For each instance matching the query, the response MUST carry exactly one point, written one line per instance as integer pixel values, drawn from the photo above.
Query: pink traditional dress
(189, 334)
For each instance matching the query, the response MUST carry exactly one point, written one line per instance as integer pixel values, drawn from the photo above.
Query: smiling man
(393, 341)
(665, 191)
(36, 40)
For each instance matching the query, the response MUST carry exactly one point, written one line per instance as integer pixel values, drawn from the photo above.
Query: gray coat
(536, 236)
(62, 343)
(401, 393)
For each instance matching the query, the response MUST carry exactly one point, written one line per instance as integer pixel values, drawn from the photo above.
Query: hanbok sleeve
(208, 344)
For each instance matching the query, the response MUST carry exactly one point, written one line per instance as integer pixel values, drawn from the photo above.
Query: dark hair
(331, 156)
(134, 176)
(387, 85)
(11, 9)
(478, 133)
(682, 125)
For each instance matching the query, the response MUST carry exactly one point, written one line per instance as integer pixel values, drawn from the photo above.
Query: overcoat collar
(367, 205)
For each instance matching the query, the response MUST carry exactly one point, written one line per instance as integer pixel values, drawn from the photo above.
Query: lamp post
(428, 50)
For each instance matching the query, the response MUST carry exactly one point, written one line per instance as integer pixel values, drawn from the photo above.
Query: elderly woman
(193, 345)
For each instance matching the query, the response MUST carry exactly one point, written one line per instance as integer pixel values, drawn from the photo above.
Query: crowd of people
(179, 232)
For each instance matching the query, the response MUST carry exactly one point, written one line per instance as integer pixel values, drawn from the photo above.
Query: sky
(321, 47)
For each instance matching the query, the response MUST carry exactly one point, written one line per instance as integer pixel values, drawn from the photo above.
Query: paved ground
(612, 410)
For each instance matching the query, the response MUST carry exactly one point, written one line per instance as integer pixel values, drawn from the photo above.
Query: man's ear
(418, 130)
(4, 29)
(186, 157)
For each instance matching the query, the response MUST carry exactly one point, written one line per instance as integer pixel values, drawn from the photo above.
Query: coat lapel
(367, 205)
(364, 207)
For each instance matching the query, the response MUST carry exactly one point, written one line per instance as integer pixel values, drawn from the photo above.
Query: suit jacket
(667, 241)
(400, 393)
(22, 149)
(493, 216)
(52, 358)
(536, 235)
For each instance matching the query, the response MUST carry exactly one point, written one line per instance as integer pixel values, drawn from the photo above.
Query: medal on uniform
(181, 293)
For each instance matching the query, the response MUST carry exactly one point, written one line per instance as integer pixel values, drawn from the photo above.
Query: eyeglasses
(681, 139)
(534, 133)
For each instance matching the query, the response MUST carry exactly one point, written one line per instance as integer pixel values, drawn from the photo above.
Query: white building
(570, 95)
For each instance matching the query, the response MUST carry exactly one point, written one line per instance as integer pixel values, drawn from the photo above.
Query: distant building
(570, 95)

◆ Problem: A word-for-word transcription of the listing above is what the answer should contain.

◆ Output of the exercise:
For each instance matching the query, the response MUST carry exactly one point, written one line per instance as integer pixel values, drawn from the photo above.
Query: pink traditional dress
(189, 334)
For each instance matching the query, the response MUST carry exactly one point, written one line per instance as integer pixel values, drawn from the photo above.
Query: smiling man
(393, 341)
(665, 191)
(36, 40)
For each instance matching the query, the response MUST carry exactly one point, written one line per instance as integer pixel values, drawn from the photo above.
Query: gray coat
(536, 236)
(62, 343)
(401, 393)
For each instance matching the query, the response MUST carry exactly one point, written one line per instance as integer pixel values, drawn from the photo above.
Query: hanbok sleeve
(208, 344)
For each instance matching the query, the response MUST carry exactly one point, written one line per instance as integer pixel values, drawn from the photo above.
Query: dark hair
(331, 156)
(134, 176)
(387, 85)
(11, 9)
(478, 133)
(682, 125)
For each instance matching the query, the response MUST carry exactly one point, written one line per instance as integer pixel values, drawn from the photo above.
Query: overcoat collar
(367, 205)
For each instance matching the query, the response MUST carry exactly one point, written one line per instance as integer pixel values, drawn from the photo above.
Query: lamp post
(428, 50)
For each instance matching the query, the response MUST carry exactly one point, written one line per instance as integer pixel values, drawn from the photo above.
Query: elderly woman
(193, 345)
For each instance matching the query, the response MUST carry exactly one point, written one line per instance as integer pixel values, drawn from the photo above.
Query: crowd of people
(179, 232)
For each instance matching the query, the response MUST carry exactly one point, written one line per instance as integer pixel values, drawn from the photo above.
Query: sky
(321, 47)
For each instance matching the query, the response MUST carry exactly one point, written one line per instance as integer pixel values, drawn from the photo above.
Query: paved ground
(612, 410)
For each instance matching the query, the response MUST carry exactly one point, written one line per instance as integer pixel values, drawn from the photo above.
Query: man's ear
(418, 130)
(4, 29)
(186, 157)
For each instance matching the query, the response MUST carry exactly one point, written one line per instance as integer pixel values, drawn from the photo above.
Query: coat lapel
(367, 205)
(364, 207)
For each instance matching the query, the response MUST carry exactly one point, written one line per instance as integer pixel values, drawn from the photo above.
Query: suit jacket
(667, 241)
(400, 393)
(22, 149)
(493, 216)
(52, 358)
(536, 235)
For each instance matching the query, the response MUST carry exactly one point, written one line per instance as integer pixel values, drawn from the photo above.
Query: medal on uniform
(181, 293)
For each instance matching the query, the response MUST carry exactly one point, written one line per instance as integer pixel values, drawn from the photo above.
Query: eyeglasses
(681, 139)
(534, 133)
For each instance matching the query, the response MUST carry exactly one point, written one line per instance as integer pixel values, drawn from the photo above.
Query: white building
(570, 95)
For each instance matching the query, the response MUST carry exactly one point, written one line per instance as integer pixel values, drawn from the photo above.
Query: distant building
(570, 95)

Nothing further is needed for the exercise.